### What you have to do
Pick out each line of the material below that contains the word "Give", and copy those lines unchanged.

### Materials provided
────

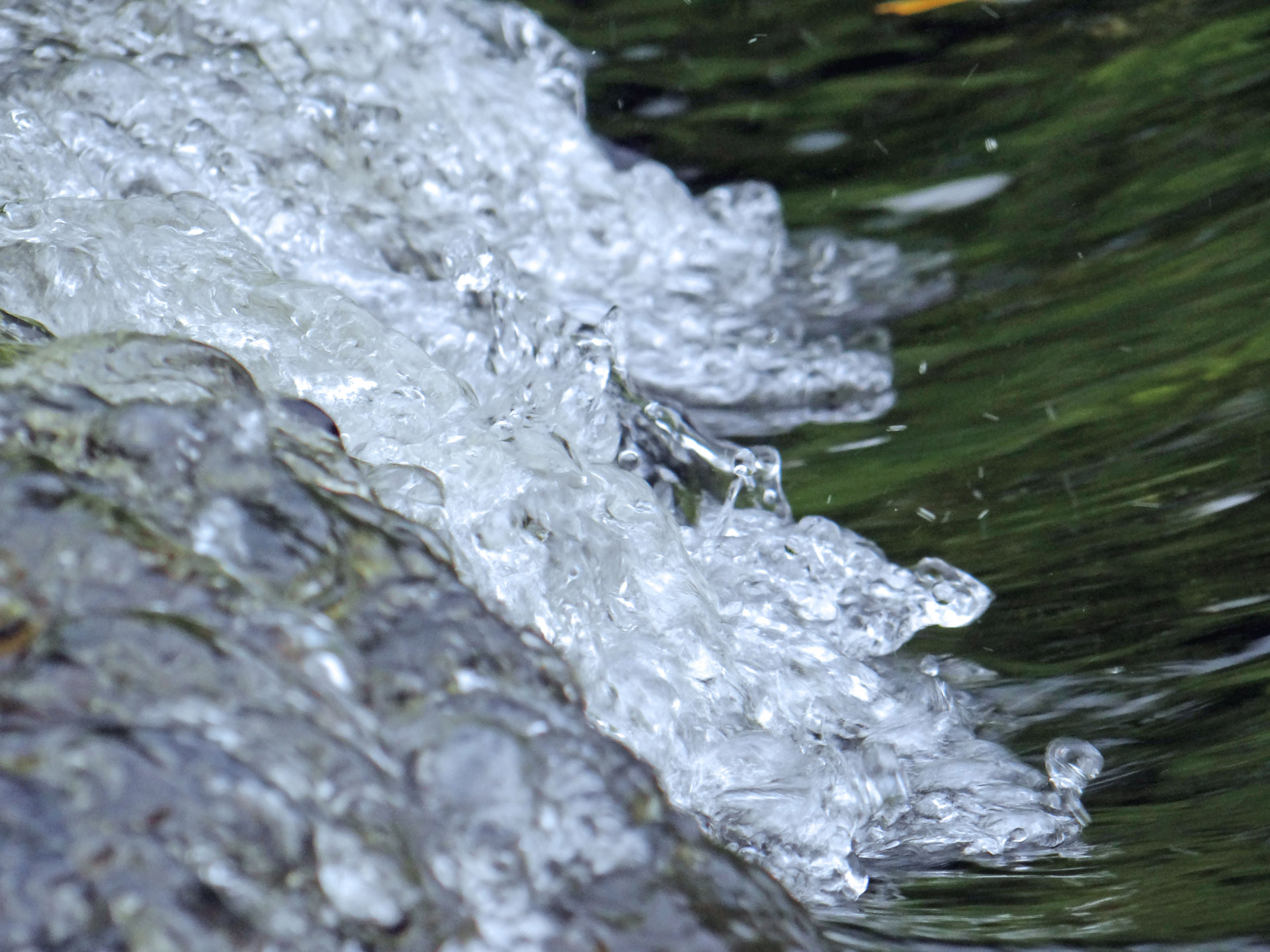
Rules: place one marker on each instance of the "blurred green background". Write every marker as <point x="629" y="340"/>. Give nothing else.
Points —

────

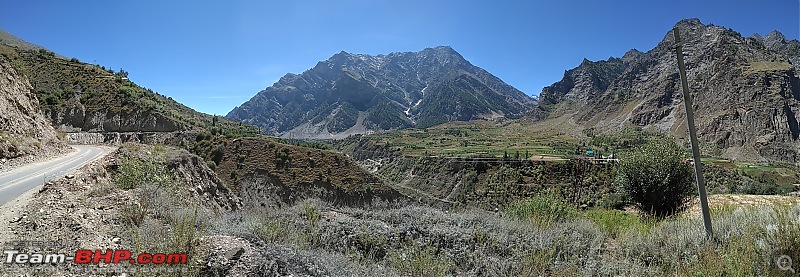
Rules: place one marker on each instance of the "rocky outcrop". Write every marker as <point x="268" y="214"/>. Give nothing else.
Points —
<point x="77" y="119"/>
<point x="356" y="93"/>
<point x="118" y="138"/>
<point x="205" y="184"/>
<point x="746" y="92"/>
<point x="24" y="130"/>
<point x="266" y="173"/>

────

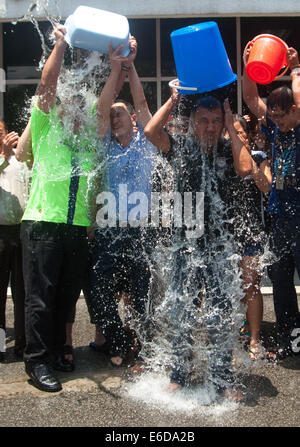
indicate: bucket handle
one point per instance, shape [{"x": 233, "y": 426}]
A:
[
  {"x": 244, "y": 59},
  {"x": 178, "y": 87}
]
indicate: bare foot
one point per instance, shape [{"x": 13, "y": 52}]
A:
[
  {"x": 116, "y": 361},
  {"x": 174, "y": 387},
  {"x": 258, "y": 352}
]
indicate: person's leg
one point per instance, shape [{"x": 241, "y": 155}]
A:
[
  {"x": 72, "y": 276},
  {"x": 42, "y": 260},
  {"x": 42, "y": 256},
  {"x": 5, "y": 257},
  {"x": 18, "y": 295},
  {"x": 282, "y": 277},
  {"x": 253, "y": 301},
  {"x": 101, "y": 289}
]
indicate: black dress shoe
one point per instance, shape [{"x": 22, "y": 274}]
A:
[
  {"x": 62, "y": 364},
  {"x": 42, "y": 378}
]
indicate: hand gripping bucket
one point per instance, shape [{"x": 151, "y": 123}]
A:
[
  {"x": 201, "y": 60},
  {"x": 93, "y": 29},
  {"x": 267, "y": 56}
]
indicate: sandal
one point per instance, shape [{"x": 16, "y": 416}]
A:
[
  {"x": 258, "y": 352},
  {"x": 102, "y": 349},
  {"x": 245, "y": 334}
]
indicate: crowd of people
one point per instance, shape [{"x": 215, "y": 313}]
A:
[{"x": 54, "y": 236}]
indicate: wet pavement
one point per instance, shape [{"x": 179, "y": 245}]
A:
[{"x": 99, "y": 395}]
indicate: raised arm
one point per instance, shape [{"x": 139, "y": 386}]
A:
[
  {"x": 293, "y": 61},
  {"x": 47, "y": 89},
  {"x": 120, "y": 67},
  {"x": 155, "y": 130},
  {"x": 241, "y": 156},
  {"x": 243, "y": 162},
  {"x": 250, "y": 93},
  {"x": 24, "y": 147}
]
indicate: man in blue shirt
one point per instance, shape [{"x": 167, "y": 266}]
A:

────

### Solution for this problem
Rules: place one marker on each instance of the "blurred green background". Write every marker as <point x="629" y="340"/>. Give nothing else.
Rules: place one marker on each instance of the "rocky outcrop". Write every marker as <point x="268" y="214"/>. Give nothing else.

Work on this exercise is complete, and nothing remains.